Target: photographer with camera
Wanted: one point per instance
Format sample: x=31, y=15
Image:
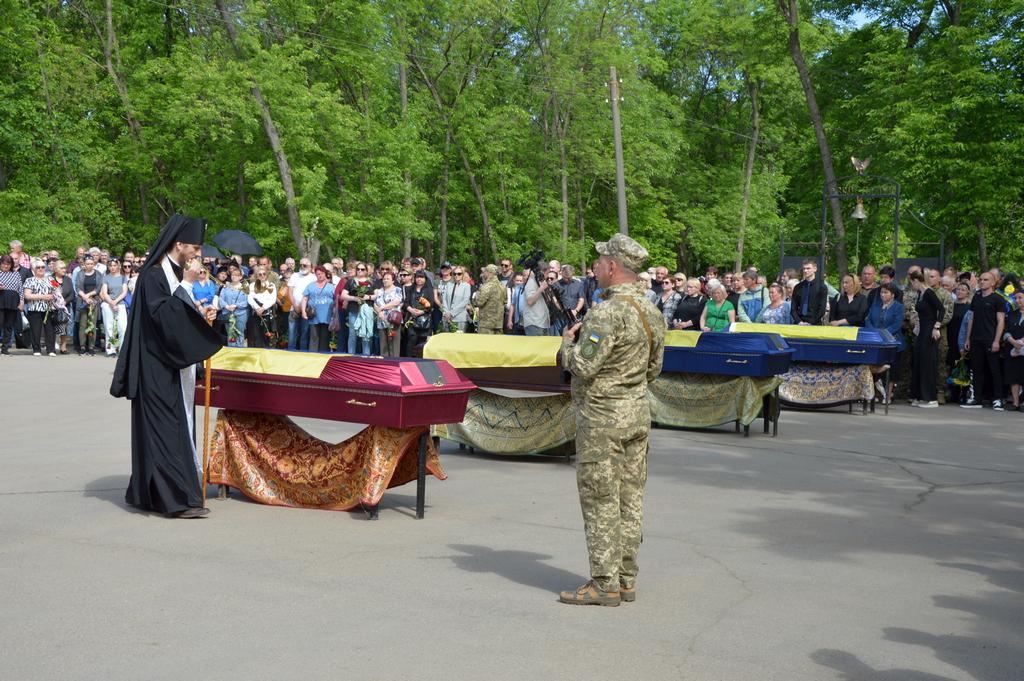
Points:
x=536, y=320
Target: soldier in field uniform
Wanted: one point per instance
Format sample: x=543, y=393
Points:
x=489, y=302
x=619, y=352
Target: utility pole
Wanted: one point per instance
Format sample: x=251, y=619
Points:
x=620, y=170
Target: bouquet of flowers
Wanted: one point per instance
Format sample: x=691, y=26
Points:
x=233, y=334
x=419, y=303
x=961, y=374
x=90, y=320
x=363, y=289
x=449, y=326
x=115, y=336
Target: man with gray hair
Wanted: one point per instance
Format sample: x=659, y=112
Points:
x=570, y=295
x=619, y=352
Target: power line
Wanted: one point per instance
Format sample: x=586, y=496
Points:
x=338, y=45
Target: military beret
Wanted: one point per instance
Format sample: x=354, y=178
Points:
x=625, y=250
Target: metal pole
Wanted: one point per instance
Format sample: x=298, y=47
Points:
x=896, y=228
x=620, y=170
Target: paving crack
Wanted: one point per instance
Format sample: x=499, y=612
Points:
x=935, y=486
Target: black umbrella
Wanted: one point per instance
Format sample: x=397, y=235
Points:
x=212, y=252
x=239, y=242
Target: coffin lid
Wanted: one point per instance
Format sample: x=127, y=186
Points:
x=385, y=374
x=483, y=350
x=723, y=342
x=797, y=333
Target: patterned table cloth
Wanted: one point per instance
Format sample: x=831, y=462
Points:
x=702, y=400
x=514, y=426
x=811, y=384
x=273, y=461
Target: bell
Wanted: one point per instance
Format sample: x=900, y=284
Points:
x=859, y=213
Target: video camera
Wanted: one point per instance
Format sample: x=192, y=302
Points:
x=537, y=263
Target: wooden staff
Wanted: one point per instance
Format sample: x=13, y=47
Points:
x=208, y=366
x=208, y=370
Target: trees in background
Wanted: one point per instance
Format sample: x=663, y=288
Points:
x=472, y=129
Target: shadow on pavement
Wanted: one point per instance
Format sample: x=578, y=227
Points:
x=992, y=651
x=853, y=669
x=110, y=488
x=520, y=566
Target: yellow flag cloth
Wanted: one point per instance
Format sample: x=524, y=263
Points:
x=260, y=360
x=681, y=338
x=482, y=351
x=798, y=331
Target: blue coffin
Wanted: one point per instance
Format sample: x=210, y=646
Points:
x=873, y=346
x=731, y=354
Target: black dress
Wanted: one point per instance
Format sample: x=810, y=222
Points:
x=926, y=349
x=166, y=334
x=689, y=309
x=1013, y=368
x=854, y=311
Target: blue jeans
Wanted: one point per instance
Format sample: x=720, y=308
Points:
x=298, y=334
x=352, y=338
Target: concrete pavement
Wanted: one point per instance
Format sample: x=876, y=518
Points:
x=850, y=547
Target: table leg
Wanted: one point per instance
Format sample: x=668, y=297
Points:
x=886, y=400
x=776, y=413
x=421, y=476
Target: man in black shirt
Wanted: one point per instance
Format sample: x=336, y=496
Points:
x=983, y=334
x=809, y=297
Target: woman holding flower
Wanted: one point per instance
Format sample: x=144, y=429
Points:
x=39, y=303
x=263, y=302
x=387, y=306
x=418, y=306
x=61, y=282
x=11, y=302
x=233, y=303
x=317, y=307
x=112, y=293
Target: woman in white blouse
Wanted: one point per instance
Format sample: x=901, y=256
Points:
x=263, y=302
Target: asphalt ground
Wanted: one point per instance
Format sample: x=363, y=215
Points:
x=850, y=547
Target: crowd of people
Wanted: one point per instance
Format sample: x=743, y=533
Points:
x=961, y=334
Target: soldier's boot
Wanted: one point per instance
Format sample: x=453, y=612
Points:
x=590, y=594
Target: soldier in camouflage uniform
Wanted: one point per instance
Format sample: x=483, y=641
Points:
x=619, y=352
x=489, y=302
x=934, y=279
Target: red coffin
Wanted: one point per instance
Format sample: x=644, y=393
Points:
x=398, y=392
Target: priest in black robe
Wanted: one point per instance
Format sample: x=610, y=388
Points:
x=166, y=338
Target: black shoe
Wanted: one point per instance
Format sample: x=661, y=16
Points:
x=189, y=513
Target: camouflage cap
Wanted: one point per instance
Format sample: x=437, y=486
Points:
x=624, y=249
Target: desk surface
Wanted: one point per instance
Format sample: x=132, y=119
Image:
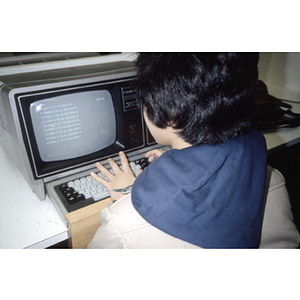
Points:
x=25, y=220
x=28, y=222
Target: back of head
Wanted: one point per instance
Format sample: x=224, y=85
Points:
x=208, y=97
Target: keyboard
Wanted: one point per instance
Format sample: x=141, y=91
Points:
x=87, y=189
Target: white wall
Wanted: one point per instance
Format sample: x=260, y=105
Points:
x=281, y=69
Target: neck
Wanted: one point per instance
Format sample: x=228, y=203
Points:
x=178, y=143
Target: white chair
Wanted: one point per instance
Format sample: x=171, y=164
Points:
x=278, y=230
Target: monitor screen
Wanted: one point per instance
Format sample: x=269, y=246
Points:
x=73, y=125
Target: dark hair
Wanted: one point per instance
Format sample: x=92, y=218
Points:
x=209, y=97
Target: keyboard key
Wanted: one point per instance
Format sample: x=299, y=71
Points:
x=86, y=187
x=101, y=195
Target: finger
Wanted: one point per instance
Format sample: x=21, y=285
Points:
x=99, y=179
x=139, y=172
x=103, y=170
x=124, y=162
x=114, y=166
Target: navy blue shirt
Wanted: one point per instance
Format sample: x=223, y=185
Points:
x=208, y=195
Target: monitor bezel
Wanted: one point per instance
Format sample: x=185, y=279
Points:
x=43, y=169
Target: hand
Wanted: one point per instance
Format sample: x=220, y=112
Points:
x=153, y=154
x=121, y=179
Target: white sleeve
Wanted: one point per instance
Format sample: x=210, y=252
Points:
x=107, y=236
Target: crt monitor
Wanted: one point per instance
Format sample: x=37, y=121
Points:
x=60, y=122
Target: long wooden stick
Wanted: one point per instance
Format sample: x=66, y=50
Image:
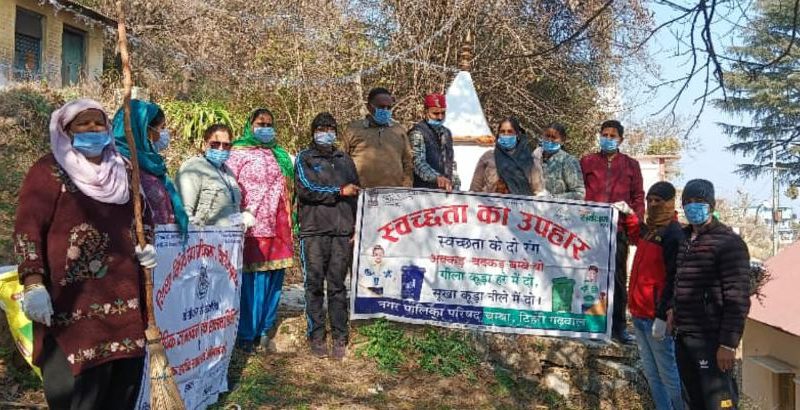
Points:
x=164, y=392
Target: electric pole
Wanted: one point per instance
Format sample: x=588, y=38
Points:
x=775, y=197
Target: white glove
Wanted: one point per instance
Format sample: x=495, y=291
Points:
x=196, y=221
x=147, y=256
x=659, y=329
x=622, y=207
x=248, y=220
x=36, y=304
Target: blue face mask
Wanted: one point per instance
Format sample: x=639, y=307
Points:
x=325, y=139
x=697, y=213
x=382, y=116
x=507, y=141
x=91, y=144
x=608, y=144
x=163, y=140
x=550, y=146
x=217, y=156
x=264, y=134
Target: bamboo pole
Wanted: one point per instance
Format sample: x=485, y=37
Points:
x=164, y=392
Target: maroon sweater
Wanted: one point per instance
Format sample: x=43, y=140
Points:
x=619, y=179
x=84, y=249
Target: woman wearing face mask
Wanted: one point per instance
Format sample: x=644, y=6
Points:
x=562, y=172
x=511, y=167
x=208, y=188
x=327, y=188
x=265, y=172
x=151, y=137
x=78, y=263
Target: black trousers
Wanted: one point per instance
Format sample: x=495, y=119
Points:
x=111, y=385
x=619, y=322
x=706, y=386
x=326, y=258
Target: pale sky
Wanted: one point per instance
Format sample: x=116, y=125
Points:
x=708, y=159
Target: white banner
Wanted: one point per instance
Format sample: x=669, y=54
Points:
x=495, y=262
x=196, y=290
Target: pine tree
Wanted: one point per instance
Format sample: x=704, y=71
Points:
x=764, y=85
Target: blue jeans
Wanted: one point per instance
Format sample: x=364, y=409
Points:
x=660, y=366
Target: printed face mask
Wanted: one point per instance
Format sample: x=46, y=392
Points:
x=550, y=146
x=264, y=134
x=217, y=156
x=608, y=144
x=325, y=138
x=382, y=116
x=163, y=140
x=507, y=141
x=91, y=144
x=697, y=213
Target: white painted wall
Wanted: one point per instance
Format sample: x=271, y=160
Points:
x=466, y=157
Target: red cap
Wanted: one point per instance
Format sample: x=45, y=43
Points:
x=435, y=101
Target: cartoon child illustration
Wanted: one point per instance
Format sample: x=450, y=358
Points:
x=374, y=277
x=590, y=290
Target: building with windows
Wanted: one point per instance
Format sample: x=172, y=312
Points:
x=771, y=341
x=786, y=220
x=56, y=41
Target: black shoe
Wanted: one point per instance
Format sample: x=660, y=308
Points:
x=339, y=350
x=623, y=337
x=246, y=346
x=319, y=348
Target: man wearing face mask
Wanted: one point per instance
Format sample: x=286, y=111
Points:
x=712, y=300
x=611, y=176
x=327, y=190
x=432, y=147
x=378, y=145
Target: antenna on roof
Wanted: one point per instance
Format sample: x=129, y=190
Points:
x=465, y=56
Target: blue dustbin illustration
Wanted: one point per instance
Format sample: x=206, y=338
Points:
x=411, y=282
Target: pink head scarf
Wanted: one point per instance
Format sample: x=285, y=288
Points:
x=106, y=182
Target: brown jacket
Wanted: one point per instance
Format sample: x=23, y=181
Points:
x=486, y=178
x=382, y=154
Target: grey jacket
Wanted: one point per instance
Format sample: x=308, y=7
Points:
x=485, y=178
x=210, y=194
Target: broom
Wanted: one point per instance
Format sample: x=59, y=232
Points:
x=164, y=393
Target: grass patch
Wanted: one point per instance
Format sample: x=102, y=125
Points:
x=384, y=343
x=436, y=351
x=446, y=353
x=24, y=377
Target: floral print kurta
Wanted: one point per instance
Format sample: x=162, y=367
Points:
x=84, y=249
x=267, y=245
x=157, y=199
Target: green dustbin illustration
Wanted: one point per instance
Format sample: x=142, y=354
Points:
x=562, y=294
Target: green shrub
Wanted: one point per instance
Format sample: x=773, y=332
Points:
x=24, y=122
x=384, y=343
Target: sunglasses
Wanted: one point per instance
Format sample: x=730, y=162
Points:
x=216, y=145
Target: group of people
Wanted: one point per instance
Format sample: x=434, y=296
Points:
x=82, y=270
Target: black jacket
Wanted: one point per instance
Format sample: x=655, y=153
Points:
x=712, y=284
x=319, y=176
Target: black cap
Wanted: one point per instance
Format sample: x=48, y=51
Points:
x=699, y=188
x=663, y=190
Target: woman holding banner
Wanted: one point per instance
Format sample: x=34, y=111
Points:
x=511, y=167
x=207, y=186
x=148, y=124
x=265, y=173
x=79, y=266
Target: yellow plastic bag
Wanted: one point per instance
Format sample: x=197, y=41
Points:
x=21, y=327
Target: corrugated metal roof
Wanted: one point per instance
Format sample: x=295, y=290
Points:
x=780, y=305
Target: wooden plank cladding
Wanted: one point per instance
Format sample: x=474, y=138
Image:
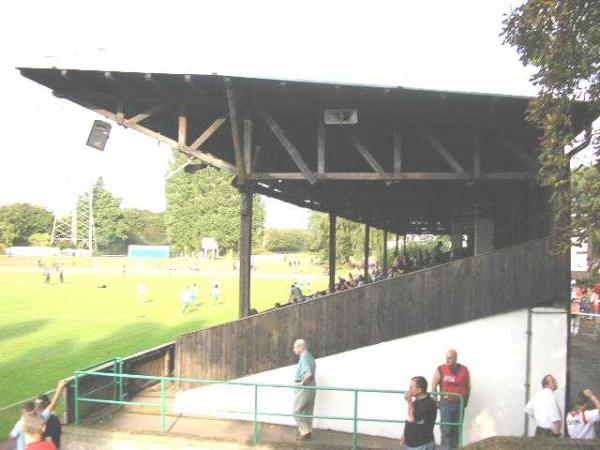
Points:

■ **Work item**: Would you please copy every line in the data that contains the word "soldier"?

■ **Written response**:
Target: soldier in field uniform
Target: soldier's boot
Target: soldier in camouflage uniform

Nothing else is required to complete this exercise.